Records
— begin —
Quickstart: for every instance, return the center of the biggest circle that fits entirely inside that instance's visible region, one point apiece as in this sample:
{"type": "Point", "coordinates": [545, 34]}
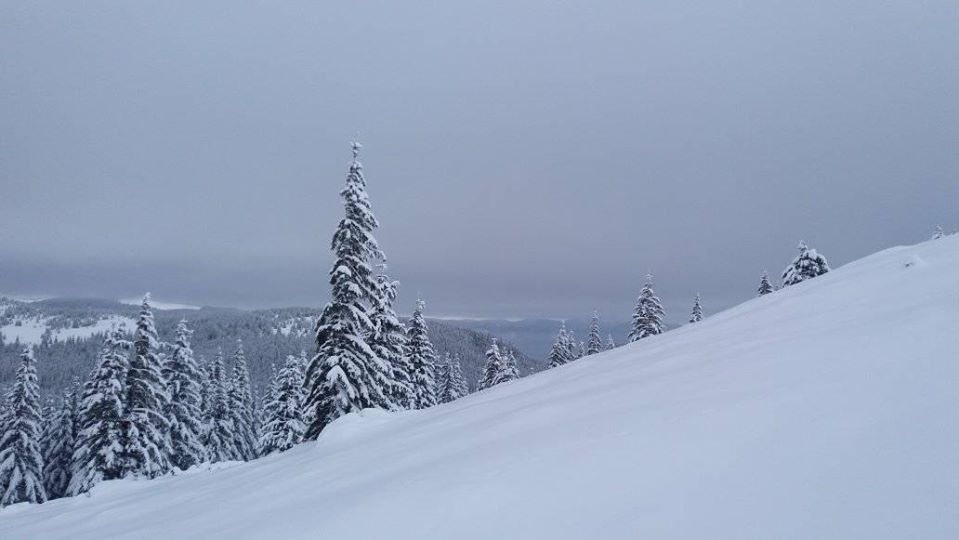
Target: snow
{"type": "Point", "coordinates": [31, 329]}
{"type": "Point", "coordinates": [828, 409]}
{"type": "Point", "coordinates": [162, 306]}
— end —
Write out these lines again with "biggest circle" changed to "largest circle" and everything else kept the same. Leave the pictures out.

Exercise answer:
Quickstart: for every instance, return the center of the largest circle that fits entirely inside that instance's visible region, one point apiece as in this sample:
{"type": "Point", "coordinates": [545, 34]}
Target: snow
{"type": "Point", "coordinates": [31, 329]}
{"type": "Point", "coordinates": [828, 409]}
{"type": "Point", "coordinates": [162, 306]}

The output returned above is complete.